TEXT SHOWN
====

A combinatorial identity involving generalized harmonic numbers The $n$-th harmonic number is defined as
$$
H_n=\sum_{k=1}^{n}\frac{1}{k},
$$
and the generalized harmonic numbers are defined by
$$
H_{n}^{(r)}=\sum_{k=1}^{n}\frac{1}{k^r}.
$$
Recently, I have found the following combinatorial identity involving the second-order harmonic numbers (I have computational evidence).
Question:
\begin{align}
\sum_{s=0}^{m}{2s\choose s}{s\choose m-s}\frac{(-1)^s }{s+1}H_{s}^{(2)}=\frac{2(-1)^m}{m+1}\sum_{s=0}^m H_{s}^{(2)}. 
\end{align}
Is this a known combinatorial identity? Any proof or reference?

====

ENTRIES
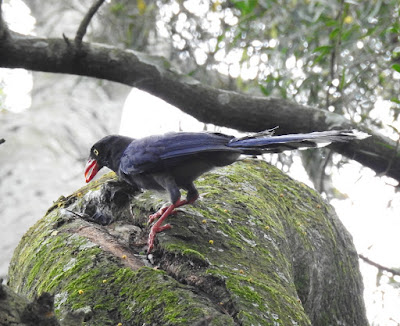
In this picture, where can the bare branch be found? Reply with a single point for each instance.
(3, 26)
(379, 266)
(85, 22)
(207, 104)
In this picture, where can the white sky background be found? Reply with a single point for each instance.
(371, 213)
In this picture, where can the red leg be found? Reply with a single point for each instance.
(158, 228)
(164, 213)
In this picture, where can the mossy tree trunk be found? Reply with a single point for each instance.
(256, 249)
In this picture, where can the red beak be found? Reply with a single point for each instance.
(91, 169)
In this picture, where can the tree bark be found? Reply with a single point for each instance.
(256, 248)
(207, 104)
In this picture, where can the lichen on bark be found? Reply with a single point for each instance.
(256, 249)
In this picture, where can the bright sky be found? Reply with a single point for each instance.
(371, 213)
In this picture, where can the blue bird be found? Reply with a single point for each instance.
(172, 162)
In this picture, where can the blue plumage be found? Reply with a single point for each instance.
(173, 161)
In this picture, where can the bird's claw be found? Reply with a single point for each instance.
(156, 215)
(154, 230)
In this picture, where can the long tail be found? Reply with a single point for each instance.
(265, 142)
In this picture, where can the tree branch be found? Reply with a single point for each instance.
(379, 266)
(80, 33)
(207, 104)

====

EXERCISE REQUIREMENTS
[a] In the post on harmonic numbers, what kind of evidence does the writer say supports the identity?
[b] Reproduce part of the post on harmonic numbers unchanged: begin at the words "A combinatorial identity" and stop after "proof or reference?".

SOLUTIONS
[a] Computational evidence.

[b]
A combinatorial identity involving generalized harmonic numbers The $n$-th harmonic number is defined as
$$
H_n=\sum_{k=1}^{n}\frac{1}{k},
$$
and the generalized harmonic numbers are defined by
$$
H_{n}^{(r)}=\sum_{k=1}^{n}\frac{1}{k^r}.
$$
Recently, I have found the following combinatorial identity involving the second-order harmonic numbers (I have computational evidence).
Question:
\begin{align}
\sum_{s=0}^{m}{2s\choose s}{s\choose m-s}\frac{(-1)^s }{s+1}H_{s}^{(2)}=\frac{2(-1)^m}{m+1}\sum_{s=0}^m H_{s}^{(2)}. 
\end{align}
Is this a known combinatorial identity? Any proof or reference?